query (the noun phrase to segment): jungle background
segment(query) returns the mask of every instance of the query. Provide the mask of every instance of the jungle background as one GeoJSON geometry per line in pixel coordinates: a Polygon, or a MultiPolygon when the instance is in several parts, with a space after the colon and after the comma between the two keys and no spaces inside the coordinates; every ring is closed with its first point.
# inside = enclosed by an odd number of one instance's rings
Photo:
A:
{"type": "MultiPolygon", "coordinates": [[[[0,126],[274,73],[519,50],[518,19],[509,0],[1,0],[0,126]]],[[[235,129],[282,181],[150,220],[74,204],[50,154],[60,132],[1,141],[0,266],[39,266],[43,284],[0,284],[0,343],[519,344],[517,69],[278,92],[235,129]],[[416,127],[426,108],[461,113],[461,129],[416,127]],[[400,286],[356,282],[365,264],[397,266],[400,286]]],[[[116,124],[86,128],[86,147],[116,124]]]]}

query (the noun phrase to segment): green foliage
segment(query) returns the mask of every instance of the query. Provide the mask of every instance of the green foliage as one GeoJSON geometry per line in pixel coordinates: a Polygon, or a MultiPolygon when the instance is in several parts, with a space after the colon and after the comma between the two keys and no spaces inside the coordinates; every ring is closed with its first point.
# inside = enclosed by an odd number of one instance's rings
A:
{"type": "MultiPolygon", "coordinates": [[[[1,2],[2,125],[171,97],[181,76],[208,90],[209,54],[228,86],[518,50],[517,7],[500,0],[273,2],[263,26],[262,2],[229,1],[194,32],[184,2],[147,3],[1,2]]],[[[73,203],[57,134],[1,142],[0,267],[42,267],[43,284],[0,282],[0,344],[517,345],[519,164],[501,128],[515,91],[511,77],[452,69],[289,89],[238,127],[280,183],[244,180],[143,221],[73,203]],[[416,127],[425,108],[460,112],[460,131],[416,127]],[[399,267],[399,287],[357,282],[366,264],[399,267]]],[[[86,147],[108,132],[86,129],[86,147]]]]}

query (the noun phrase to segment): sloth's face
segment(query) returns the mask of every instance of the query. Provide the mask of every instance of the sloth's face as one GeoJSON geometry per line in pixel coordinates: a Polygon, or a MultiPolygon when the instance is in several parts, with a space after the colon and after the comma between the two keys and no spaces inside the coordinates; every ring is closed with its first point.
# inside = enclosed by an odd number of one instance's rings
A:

▶ Problem description: Recast all the records above as a JSON list of strings, one string per line and no entries for blank lines.

▶ Solution to this task:
[
  "query (the noun phrase to segment): jungle background",
  "segment(query) returns the mask of every instance of the query. Provide the mask of every instance of the jungle background as one GeoJSON geometry per line in pixel coordinates: a Polygon, or a MultiPolygon when the instance is in several parts, with a space after the colon and after the comma between the two keys and no spaces inside the coordinates; every ring is closed with its first point.",
  "# inside = enclosed by an odd number of one instance's rings",
  "Photo:",
  "A:",
  "{\"type\": \"MultiPolygon\", \"coordinates\": [[[[0,126],[274,73],[519,50],[518,19],[509,0],[1,0],[0,126]]],[[[235,129],[282,181],[150,220],[74,204],[50,154],[60,132],[1,141],[0,266],[39,266],[43,284],[0,284],[0,343],[519,344],[517,69],[278,92],[235,129]],[[416,127],[426,108],[461,113],[461,129],[416,127]],[[400,286],[356,282],[365,264],[397,266],[400,286]]],[[[116,124],[86,128],[86,147],[116,124]]]]}",
  "query (the noun phrase to segment): green foliage",
  "segment(query) returns the mask of every instance of the query. Provide the mask of every instance of the green foliage as one GeoJSON geometry per line in pixel coordinates: a Polygon, or a MultiPolygon when the instance is in several parts, with a space after the colon and after the comma between the two keys and no spaces inside the coordinates; every ring is closed with its first point.",
  "# inside = enclosed by an odd number of one instance's rings",
  "A:",
  "{\"type\": \"MultiPolygon\", \"coordinates\": [[[[1,2],[2,125],[171,97],[181,76],[208,90],[209,54],[228,86],[518,50],[517,7],[500,0],[273,2],[263,26],[262,2],[229,1],[194,32],[184,2],[147,3],[1,2]]],[[[73,203],[57,134],[1,142],[0,267],[42,267],[43,284],[0,282],[0,344],[517,345],[519,164],[501,128],[515,91],[511,77],[452,69],[289,89],[238,127],[280,183],[244,180],[143,221],[73,203]],[[416,127],[425,108],[460,112],[460,131],[416,127]],[[399,267],[399,287],[357,282],[366,264],[399,267]]],[[[86,147],[108,132],[86,129],[86,147]]]]}",
  "query (the noun phrase to segment): sloth's face",
  "segment(query) returns the mask of every instance of the query. Provide the mask of every instance of the sloth's face as one GeoJSON geometry per line in pixel coordinates: a Polygon, or a MultiPolygon when the instance is in several parts, with a space after the colon and after the comma between the two keys and no spaces inside the coordinates; every ring is closed with its first point.",
  "# inside = enclosed by an odd number of one instance's rings",
  "A:"
]